Start of Input

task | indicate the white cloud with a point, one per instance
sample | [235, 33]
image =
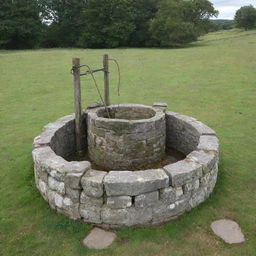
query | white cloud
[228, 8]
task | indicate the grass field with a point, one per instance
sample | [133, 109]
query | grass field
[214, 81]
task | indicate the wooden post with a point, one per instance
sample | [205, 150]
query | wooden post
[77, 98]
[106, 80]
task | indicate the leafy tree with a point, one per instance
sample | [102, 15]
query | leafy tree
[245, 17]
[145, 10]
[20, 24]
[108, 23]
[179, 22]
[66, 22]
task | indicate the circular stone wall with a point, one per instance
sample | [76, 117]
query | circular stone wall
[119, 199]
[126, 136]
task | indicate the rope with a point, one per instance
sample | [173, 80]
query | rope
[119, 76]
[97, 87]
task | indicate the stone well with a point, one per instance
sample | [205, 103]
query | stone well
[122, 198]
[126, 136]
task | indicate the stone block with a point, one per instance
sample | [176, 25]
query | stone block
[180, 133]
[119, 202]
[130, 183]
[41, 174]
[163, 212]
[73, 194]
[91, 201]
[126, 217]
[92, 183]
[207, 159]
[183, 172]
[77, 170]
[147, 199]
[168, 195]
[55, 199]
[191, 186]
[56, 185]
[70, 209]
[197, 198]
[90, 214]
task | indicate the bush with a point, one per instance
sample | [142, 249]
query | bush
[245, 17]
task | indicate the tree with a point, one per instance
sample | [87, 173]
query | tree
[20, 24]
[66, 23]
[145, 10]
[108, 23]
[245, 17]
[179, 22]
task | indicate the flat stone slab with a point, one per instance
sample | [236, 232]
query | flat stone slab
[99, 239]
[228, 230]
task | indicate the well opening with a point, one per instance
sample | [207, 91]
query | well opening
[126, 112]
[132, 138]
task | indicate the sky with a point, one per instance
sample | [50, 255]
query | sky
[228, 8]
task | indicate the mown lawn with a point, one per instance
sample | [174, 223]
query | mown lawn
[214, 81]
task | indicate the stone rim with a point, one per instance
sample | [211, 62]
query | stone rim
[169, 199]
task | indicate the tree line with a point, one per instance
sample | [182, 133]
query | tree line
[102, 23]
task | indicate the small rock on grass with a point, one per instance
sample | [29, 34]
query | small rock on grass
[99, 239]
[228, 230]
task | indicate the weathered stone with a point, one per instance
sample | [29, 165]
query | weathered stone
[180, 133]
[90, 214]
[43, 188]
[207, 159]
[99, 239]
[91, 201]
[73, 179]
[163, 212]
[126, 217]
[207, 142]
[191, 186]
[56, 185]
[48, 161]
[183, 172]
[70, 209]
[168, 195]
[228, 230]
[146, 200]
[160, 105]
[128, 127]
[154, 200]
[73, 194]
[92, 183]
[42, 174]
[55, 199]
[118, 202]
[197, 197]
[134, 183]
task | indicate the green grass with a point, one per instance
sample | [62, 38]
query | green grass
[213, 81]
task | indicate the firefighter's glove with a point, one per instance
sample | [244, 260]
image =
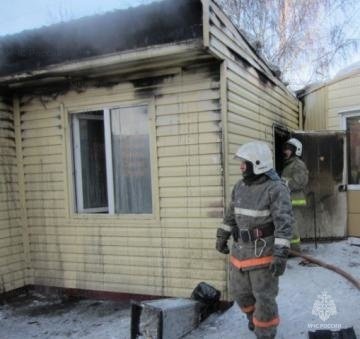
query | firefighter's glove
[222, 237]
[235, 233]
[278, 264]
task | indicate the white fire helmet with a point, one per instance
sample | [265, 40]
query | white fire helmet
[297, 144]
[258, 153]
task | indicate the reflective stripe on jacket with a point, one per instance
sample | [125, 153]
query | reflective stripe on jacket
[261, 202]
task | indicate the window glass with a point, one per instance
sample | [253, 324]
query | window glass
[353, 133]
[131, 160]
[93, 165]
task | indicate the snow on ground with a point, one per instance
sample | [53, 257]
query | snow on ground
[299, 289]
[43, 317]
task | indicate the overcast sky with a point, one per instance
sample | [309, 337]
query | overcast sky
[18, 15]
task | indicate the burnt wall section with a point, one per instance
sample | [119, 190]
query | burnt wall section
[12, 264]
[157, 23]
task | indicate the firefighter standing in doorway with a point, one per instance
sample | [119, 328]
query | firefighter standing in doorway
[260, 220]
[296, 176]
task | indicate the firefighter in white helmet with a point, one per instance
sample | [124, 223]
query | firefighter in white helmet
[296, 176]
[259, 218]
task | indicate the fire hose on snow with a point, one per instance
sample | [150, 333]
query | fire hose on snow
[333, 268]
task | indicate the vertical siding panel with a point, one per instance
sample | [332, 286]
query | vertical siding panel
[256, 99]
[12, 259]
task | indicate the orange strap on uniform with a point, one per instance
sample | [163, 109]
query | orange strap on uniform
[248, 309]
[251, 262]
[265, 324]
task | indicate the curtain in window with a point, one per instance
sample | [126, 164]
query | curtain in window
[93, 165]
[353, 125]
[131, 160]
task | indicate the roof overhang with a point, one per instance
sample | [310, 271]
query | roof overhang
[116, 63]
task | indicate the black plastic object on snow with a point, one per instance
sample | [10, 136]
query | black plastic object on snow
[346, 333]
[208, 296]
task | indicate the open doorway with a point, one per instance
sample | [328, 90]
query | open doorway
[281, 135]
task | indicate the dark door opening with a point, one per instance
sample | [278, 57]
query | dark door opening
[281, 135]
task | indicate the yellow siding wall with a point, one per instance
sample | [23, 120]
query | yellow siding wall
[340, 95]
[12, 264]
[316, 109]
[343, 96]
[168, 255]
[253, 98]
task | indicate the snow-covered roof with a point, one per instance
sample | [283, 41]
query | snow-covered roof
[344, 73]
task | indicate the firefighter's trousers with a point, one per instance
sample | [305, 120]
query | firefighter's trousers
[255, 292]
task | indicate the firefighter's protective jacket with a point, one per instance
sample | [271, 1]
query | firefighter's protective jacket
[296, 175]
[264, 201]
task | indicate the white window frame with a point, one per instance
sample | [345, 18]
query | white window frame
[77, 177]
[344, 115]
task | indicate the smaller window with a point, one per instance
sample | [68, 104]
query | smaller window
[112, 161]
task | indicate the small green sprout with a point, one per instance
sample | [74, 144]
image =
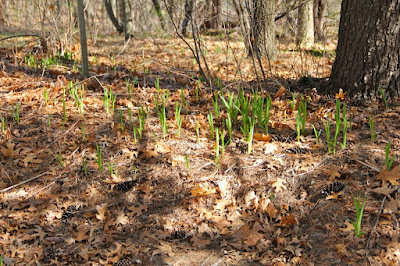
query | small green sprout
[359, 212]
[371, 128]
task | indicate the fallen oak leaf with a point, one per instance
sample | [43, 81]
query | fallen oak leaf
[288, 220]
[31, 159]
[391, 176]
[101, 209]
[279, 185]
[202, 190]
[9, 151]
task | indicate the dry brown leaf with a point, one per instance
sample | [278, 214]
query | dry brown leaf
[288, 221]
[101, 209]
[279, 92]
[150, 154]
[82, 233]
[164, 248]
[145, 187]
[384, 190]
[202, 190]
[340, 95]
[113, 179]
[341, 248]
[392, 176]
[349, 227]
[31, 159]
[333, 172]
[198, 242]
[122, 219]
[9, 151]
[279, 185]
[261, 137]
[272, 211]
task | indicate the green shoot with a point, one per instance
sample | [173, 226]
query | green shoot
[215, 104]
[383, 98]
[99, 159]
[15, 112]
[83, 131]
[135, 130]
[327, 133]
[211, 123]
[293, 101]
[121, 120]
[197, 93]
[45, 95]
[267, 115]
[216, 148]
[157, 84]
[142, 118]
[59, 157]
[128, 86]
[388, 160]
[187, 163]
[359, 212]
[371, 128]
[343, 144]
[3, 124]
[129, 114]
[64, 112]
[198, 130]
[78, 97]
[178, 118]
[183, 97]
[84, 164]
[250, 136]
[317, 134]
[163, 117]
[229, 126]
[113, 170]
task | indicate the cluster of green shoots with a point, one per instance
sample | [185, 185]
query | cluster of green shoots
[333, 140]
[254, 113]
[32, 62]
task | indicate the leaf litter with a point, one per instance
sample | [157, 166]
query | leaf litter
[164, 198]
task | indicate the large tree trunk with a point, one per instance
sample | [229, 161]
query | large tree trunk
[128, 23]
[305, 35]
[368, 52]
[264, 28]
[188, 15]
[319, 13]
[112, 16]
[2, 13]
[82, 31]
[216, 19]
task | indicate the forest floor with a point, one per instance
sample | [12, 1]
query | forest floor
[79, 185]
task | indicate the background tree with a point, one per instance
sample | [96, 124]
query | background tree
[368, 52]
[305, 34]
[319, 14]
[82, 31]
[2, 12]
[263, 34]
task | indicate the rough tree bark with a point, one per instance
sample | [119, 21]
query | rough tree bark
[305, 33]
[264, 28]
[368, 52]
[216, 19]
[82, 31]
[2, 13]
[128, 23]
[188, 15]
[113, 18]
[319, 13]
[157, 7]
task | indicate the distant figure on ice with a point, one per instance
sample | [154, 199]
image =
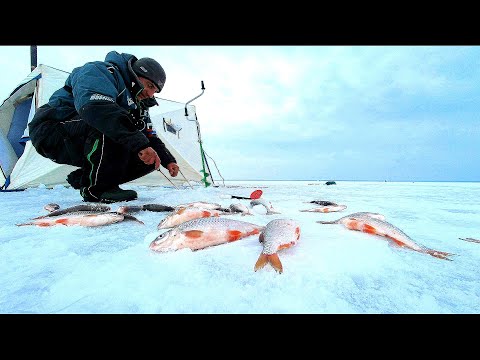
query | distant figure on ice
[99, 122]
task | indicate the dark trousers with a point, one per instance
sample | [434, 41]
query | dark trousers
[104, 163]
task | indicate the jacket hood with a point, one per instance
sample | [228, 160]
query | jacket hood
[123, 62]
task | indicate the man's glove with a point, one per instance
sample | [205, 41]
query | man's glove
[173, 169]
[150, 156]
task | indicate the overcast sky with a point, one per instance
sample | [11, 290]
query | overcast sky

End of Input

_Stated goal_:
Print once more, exactly, the lines from the one with "task | indicate the forest" through the last line of the data, both ends included, without any pictures.

_In response_:
task | indicate the forest floor with a point, one per instance
sample | [12, 1]
query | forest floor
[79, 185]
task | indicate the background tree with a point, one per instance
sample | [96, 124]
query | background tree
[368, 52]
[305, 34]
[319, 14]
[82, 31]
[2, 12]
[263, 34]
task | indicate the rough tree bark with a point, one per instance
sample | [119, 21]
query | rough tree bark
[305, 33]
[264, 28]
[368, 52]
[216, 19]
[82, 31]
[2, 13]
[128, 23]
[188, 15]
[113, 18]
[319, 13]
[157, 7]
task | indicate the distant figure on ice with a point, one per instance
sample | [154, 199]
image =
query | distant figure on ice
[99, 122]
task | indicate the dark trousers with a point, one per instance
sample | [434, 41]
query | dark trousers
[104, 163]
task | indicate the jacket hood with a point, one per instance
sample | [228, 160]
query | jacket hood
[123, 62]
task | indicate the man's glove with a point, one per instance
sample | [205, 41]
query | man's glove
[173, 169]
[150, 156]
task | indicate the overcast sky with a point, one per instance
sample | [11, 290]
query | overcast sky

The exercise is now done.